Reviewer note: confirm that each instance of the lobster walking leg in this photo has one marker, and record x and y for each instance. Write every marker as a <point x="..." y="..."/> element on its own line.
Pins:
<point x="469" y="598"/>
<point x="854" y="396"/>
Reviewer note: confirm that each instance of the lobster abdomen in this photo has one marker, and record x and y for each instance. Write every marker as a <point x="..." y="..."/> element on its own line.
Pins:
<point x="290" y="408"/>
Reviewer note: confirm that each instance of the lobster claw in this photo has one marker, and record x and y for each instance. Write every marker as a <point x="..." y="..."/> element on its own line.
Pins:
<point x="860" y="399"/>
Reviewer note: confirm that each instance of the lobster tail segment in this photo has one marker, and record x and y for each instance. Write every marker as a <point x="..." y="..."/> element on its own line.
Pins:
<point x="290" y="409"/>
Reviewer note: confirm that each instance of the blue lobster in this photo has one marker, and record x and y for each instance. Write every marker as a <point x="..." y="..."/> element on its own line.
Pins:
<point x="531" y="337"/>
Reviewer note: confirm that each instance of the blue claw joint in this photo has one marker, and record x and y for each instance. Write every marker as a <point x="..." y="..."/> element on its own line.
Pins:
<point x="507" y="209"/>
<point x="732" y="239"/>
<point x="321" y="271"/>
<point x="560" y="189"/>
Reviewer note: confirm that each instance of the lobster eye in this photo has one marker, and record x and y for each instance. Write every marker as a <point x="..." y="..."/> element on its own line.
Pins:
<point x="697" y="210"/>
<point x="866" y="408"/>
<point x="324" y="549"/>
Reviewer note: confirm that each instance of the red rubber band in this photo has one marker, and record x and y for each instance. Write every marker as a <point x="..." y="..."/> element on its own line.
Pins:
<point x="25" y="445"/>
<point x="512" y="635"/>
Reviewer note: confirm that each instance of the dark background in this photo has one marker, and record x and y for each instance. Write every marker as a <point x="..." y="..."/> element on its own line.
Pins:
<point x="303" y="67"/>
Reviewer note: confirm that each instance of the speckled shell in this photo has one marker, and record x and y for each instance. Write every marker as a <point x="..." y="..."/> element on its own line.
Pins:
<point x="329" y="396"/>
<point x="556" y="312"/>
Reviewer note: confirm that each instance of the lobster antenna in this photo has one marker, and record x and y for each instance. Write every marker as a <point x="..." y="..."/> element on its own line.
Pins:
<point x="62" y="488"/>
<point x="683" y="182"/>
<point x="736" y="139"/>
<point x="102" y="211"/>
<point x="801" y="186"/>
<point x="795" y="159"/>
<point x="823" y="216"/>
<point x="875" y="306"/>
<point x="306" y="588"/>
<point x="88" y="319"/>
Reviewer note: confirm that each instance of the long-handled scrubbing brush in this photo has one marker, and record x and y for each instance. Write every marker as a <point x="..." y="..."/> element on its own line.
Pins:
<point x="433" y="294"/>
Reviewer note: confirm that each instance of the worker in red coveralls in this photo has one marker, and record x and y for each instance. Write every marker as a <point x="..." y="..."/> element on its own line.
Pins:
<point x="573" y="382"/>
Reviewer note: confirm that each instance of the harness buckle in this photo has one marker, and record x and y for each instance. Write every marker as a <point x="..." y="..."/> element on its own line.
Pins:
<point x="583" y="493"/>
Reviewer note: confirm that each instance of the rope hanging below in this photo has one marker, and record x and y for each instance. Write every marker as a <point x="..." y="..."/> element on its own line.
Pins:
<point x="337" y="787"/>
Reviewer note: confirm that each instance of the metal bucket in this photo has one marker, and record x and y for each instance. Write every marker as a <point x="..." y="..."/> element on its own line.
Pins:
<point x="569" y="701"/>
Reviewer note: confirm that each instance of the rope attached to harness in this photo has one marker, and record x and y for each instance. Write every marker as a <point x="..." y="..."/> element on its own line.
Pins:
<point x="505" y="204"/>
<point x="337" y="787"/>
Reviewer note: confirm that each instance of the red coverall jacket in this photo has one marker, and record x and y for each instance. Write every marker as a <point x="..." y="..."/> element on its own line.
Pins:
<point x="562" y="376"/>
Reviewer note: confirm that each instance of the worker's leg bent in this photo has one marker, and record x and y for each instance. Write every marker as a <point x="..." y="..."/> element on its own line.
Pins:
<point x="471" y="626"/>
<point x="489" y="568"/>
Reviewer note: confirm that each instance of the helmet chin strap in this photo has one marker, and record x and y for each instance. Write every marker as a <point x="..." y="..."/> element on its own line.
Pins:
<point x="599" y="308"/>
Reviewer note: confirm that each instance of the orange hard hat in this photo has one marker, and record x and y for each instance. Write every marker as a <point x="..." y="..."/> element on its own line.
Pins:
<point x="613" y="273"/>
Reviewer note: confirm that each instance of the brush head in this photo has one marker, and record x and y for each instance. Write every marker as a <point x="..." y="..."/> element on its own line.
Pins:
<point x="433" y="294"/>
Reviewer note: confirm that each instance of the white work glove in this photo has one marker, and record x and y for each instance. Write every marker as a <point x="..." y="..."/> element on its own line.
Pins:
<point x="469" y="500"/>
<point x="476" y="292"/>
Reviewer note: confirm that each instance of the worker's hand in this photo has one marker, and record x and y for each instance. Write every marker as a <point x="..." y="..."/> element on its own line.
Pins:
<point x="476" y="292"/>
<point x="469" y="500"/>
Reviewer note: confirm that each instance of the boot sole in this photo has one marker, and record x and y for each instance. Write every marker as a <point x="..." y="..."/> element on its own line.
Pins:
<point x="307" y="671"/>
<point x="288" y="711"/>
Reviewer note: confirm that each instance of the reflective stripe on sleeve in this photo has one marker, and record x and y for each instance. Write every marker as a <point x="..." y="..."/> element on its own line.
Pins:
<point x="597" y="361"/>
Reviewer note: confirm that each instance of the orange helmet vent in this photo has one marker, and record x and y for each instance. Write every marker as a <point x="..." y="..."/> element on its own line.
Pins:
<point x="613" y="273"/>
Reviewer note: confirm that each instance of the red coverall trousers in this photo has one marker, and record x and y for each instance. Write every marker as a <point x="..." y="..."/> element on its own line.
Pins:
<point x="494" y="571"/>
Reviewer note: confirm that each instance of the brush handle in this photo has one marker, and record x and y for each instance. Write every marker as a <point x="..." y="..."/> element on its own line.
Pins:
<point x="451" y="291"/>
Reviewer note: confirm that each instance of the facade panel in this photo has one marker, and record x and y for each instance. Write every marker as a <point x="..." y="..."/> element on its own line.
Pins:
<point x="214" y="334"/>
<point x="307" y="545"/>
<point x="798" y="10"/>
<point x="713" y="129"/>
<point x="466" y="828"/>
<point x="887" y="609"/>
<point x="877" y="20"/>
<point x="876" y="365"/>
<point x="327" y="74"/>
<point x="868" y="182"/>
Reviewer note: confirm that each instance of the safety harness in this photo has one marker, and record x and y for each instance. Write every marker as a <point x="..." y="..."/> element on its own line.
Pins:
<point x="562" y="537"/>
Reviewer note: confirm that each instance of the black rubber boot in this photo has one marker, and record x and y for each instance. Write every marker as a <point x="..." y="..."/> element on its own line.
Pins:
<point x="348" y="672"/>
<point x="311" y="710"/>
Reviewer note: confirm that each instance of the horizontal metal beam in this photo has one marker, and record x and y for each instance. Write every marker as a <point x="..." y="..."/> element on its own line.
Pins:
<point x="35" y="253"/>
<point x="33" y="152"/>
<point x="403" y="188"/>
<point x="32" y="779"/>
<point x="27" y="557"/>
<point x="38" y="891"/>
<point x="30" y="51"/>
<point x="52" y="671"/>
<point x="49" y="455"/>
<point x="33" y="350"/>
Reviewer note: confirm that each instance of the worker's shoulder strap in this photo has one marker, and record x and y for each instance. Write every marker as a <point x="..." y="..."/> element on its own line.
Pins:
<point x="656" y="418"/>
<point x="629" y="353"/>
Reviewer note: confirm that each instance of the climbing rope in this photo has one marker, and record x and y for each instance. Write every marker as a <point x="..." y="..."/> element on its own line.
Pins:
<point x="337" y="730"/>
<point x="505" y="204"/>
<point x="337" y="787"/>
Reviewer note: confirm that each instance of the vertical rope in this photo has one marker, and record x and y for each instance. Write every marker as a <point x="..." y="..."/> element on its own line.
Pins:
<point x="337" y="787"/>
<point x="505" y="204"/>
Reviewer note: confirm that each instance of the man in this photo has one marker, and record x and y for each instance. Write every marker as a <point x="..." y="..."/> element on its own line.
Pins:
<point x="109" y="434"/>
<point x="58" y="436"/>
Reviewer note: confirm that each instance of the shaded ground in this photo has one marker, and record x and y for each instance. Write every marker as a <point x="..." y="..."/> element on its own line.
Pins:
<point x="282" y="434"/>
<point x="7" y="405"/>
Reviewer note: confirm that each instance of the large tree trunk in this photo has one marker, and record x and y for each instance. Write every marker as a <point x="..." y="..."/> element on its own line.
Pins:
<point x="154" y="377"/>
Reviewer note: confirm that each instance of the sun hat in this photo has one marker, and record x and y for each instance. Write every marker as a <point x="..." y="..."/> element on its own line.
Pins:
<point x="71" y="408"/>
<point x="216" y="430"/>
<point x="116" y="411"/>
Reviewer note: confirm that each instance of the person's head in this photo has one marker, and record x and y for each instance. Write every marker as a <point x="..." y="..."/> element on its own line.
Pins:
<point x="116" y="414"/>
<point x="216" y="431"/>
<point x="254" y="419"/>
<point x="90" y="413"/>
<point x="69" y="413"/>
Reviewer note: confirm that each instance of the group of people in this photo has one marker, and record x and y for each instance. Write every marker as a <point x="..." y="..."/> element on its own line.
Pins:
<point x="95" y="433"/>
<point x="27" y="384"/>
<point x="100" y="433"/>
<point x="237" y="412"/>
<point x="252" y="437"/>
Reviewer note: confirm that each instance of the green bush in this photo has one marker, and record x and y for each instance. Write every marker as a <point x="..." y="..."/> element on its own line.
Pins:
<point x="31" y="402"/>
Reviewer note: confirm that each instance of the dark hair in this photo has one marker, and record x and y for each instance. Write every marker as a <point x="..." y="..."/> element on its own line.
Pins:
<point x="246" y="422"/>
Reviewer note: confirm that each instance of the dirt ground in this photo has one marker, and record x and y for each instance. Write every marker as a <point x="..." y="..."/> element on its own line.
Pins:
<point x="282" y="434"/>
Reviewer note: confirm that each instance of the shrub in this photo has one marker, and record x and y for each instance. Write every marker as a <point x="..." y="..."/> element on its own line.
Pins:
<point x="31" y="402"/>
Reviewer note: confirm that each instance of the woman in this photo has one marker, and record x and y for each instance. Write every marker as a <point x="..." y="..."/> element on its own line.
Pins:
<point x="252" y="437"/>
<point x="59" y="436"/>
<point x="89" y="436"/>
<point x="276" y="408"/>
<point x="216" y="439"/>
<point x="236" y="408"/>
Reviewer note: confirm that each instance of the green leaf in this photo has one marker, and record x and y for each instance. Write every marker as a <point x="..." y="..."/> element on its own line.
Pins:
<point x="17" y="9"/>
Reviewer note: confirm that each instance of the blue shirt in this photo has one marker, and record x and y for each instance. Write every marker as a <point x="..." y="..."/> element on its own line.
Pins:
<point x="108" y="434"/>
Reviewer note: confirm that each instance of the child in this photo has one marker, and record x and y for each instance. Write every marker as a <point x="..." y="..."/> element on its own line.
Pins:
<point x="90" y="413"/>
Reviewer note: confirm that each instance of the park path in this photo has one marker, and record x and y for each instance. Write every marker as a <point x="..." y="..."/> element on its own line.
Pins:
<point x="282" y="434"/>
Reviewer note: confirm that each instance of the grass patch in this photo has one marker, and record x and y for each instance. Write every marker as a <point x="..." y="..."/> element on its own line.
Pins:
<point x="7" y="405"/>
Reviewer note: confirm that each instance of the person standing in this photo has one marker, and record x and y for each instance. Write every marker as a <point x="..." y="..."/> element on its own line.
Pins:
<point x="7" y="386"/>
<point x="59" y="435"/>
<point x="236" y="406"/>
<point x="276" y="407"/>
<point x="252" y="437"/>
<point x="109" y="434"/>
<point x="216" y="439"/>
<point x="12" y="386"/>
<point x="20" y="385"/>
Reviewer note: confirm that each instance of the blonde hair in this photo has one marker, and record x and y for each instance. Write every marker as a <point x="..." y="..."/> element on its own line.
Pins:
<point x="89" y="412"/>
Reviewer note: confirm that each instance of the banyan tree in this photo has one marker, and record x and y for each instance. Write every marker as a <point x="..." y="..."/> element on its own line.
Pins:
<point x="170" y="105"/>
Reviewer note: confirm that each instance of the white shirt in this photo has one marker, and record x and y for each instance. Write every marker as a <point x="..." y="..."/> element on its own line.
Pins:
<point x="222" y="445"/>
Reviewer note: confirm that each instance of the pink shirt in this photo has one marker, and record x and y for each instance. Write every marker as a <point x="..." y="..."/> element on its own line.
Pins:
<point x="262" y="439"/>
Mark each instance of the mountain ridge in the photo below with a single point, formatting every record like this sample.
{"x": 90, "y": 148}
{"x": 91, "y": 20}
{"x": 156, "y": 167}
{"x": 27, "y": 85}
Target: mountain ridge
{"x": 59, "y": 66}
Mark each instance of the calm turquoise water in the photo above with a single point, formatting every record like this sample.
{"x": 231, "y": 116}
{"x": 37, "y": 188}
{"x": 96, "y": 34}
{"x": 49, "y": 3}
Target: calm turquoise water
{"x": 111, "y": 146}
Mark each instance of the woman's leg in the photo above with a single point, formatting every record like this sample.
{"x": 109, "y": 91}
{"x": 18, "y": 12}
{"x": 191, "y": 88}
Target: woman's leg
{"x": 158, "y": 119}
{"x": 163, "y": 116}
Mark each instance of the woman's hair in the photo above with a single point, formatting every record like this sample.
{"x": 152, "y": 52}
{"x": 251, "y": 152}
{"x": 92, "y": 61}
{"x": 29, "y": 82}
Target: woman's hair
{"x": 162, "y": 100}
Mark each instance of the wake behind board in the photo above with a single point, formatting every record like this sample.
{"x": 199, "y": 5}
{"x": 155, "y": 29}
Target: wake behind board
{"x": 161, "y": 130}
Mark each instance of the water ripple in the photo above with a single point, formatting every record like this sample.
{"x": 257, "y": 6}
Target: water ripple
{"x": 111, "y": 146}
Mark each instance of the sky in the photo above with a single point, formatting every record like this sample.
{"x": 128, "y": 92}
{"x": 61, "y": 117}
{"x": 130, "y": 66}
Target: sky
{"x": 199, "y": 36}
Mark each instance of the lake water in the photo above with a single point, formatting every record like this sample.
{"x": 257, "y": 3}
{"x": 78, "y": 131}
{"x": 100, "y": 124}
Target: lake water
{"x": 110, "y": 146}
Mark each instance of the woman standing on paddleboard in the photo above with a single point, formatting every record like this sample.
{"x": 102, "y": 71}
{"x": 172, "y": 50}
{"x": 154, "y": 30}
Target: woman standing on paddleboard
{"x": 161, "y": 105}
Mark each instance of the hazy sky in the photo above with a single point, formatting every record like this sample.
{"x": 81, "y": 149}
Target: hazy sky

What you will do >>
Please rewrite the rows from the line that has "Mark each instance of the hazy" through the end of the rows, swapping "hazy sky" for "cloudy sky" and leaving everything else unchanged.

Output of the exercise >>
Mark each instance of the cloudy sky in the photo above with a single point, formatting every record like this sample.
{"x": 81, "y": 149}
Target: cloudy sky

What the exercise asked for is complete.